■ Provided passage
--- START ---
I decided to gather the flower photos from the trip. I tend to focus on bugs and birds before plants, but I still took a lot of flower photos. I apologize in advance for the overdose.
I always check out milkweed plants looking for Monarch butterfly caterpillars, although spring is probably the wrong time to see them here. Milkweed plants are toxic, so often the leaves are untouched. Monarch caterpillars eat them because they are toxic - to become toxic themselves and therefore less attractive to predators. The milkweed I know to recognize and see most often is Showy Milkweed.
Yellow iris are pretty but they are an introduced plant that has escaped into the wild and become invasive.
One of the campgrounds we stayed at had lots of Beargrass.
Tamarisk is another non-native plant that is a problem in some areas. Around Five Springs there were only scattered plants. I might not have noticed it if it hadn't been flowering.
Sego Lilies (native) are always a pleasant surprise in the high desert.
Scarlet Globemallow
In Saskatchewan, the Prairie Pasqua Flowers ("crocuses") come out while there is still frost and even snow. These ones are later due to the altitude.
Prairie Smoke or Three-flowered Aven are another one I used to see in Saskatchewan:
and Shooting Stars
and Paintbrush
There were tons of lupines around, probably multiple kinds.
Higher up in the Bighorn mountains one of the view points was surrounded by these little blue flowers. I think they're Pale Alpine Forget-me-nots.
We have Stonecrops around Victoria so it was interesting to see this mountain variety.
--- END ---
■ Using the information
**a)** In one to three sentences, explain why Monarch caterpillars eat milkweed, according to the wildflower post.
**b)** Carry on the wildflower post from its last sentence.
The material that comes next is separate from the wildflower post.

■ Data extracts
--- START ---
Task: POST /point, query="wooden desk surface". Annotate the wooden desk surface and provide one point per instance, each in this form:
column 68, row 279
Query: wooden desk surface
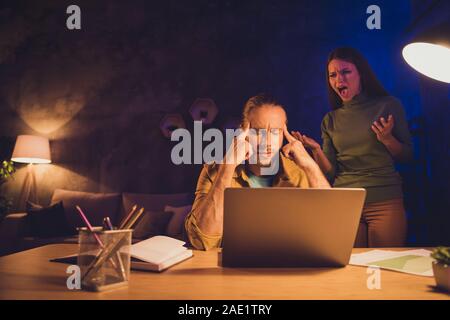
column 30, row 275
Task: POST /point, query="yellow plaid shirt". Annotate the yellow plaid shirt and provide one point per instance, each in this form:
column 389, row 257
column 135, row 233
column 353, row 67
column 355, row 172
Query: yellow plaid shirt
column 289, row 175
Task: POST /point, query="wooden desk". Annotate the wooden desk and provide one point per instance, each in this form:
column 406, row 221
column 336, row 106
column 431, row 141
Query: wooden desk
column 30, row 275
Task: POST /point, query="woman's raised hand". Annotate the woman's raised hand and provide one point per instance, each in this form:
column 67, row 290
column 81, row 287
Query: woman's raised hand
column 295, row 150
column 308, row 142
--- END ---
■ Answers for the exercise
**a)** Monarch caterpillars eat milkweed because it is toxic. Eating it makes the caterpillars toxic too, so predators find them less attractive.

**b)**
Beardtongue seems like a suitable name for these flowers. They are related to snapdragons and foxgloves.
I think this is Linearleaf Phacelia. It doesn't seem to have a less technical name.
Last year it seemed like almost all the prickly pear cactus was blooming. This year I only found a few flowers.
I think this is Alpine Golden Buckwheat. (spot the Mormon cricket) It was at Five Springs, but it makes a good transition to our later stop at Craters of the Moon, where there are a variety of wild buckwheats (unrelated to cultivated buckwheat).
Cushion Buckwheat is common at Craters of the Moon. It varies in color from yellow to pink.
I think this is Parsnipflower Buckwheat.
And Sulfur Buckwheat
Dwarf Purple Monkeyflower has tiny flowers but they're quite pretty up close.
I think this is Hoary Pincushion - a suitable name for the appearance of the flowers.
I think this is Silverleaf Phacelia, another scorpionweed like Linearleaf Phacelia above.
Larkspurs are common and also have interesting flowers up close.
Away from the desert, foxgloves were blooming all over.